Directive 1:
Answer these from the fantasy basketball post:
(a) Which three players does the author say were on the author's own team?
(b) What free-throw percentage is given for Dwight Howard?
(c) In the LeBron example, what league average and standard deviation for points are used?
Directive 2: Give the next part of the fantasy basketball post on standard deviation, picking up after its final paragraph.

Extract provided:
== == ==
Sunday, March 21, 2010

Fantasy Basketball Stats: Standard Deviation and You

Hello Basketbawful readers! Due to some circumstances, I will be revealing my end of the season fantasy basketball analysis a bit early. Although my writing style is typically humor and sarcasm with some stats thrown in (okay, more like sarcasm and pessimism), today I’d like to take a more refined look at the stats of fantasy basketball.

The Intro:

So another year of fantasy basketball is winding to a close. Maybe your team got pounded by injuries; maybe your team had Dirk, Nash, and David Lee and cruised to victory (like mine). There are many different methods out there to look at and evaluate player performance, and there are lots of ranking systems. Sure LeBron was obviously #1, but what about down the list? Do you really trust those pre-rankings? Today I’m going to talk about a method of evaluating the numbers, so hopefully during next year’s draft you can use your 90 seconds scrambling for injury and team information while having some confidence in the numbers to expect.

The Method:

We are already quite comfortable with using averages in sports stats. LeBron scored 29.9 points per game. Dwight grabbed 13.6 rebounds per 36 minutes. So instead of jumping to PER or RAPM or some other complex analysis, why not go to just the next step with standard deviation? In fantasy, we have the entire population (all players that have logged minutes in an NBA game), and all we really care about is choosing the guy that is better than what the other teams have. Standard Deviation could fit this need!

Well let’s not get ahead of ourselves. For example with Yahoo!, you get all the raw number totals and averages, and even their special “O-Rank” and “Rank”. Why expand beyond that? Well the problem is, when you sort by FG%, or TOV, things start looking strange. Is Marc Gasol’s 58.3% going to help your team more than David Lee’s 55.2%? Just how bad is Dwight Howard’s 60.3% FT shooting going to kill that category? Kinda hard to tell by eyeballing it. Even with the raw numbers: just how much will having Steve Nash on my team dominate the assists category?

The Good News:

Enter: Standardize. If you really don't want to do math, then I’ve still got good news for you: this is all done by ESPN’s Fantasy Basketball Player Rater. In fact, if you are quite satisfied using just the ESPN Player Rater, you probably can stop reading the article now. Here you can see all the Standard Scores in each category, and they are added up to make the final column as a composite score (yes, this makes more sense than adding percentages together randomly *coughHOLLINGERcough*).

For example: LeBron has scored 2033 points as of this post. The league average is 472.5 and the standard deviation is 410.25 pts. So (2033 – 472.5) / 410.25 = 3.8. Meaning LeBron is 3.8 standard deviations above the league average. For those not familiar with standard deviations, a score of 1 puts you above ~84.1% of the population, 2 puts you ~97.7% above, and 3 puts you ~99.9% above, and 4+ is outstanding. Isn’t this what you really want to know on draft day? You can find overall contributors with a glance, and see what needs you are lacking and pickup specialists without having to guesstimate the raw numbers.
== == ==
Supplied data:

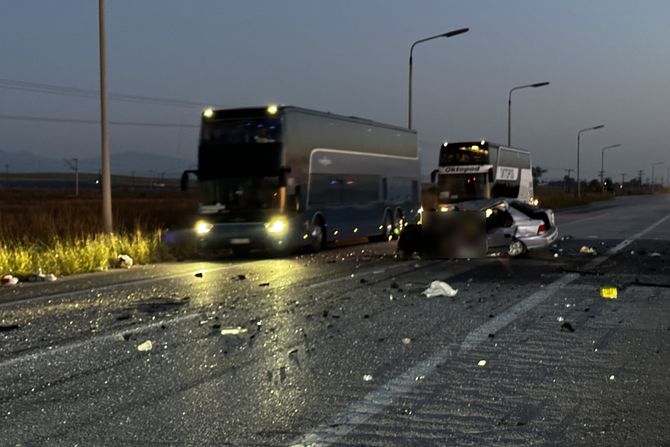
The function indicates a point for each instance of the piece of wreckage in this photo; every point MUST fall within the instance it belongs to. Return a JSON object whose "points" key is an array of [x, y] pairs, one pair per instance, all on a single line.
{"points": [[476, 228]]}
== == ==
Expected output 1:
(a) Dirk, Nash, and David Lee.
(b) 60.3%.
(c) A league average of 472.5 points and a standard deviation of 410.25 points.

Expected output 2:
Another benefit of Standardizing is the use of negative standard deviations, so you can see when a player is really hurting your team!

The Workarounds:

Okay so the bad news here is ESPN only shows the 8 categories. If you’re playing with TOVs, how does that fit in? Also, how do I calculate the FG% and FT% numbers since they aren’t raw numbers?

Well here’s where we start doing things for ourselves. Pickup your favorite script of choice, or start copying and pasting CSV text from basketball-reference/your favorite website. Now then, turnovers are easier: since it works as a negative statistic, I simply found all the Standard Scores then changed the signs.

For FG% and FT%: I personally believe ESPN doesn’t give enough weight to the amount shot. Shouldn’t LeBron shooting 50.0% at 20.2 FGA/g have more impact than Varejao shooting 57.1%, but only 6.4 FGA/g? Well I think so, which is why I normalized first, then weighted by shots taken before dividing by standard deviation. My FGscore is defined as:

FGScore

And I standardize the FGscore (average is already zero, so really I’m just dividing by standard deviation). So LeBron ends up with 2.37, and Varejao with 2.07, not that anyone would think of drafting the latter over the former. But in any case, now we can properly rank players by their FG%, so all the lacktators with 1.000% FG% filter to the bottom.

Same thing with FT%: Is Nash's 94.1% (2.7 FTA/g) or Carmelo's 83.1% (9.3 FTA/g) helping you win the category more? ESPN puts Nash over ‘Melo, but using my FTscore, Carmelo scores a 2.67 while Nash scores a 2.36. Of course, Durant and Dirk still dominate the category.

The Advanced Bad News:

Okay, I’ve been far too positive towards ESPN. This sounds almost too good to be true. What are the limitations of this method? Like I said, Z-Score happens to work well since we have the entire population of data. However, a simple glance at the data will show you that we are NOT working with normalized data, one of the assumptions in Standard Scores! Going one step further, I looked at the skew and kurtosis of each category, and they are off the charts, with the worst skew on blocks at 2.2 and kurtosis on FT% at 16.81.

In simpler terms, this means some standard deviations at the far ends may be inflated more than they should be. For example, Dwight gets a near 6 score in blocks, which statistically should not happen in only ~450 people. It’s like one in a million. So as with all advanced statistics, use them carefully!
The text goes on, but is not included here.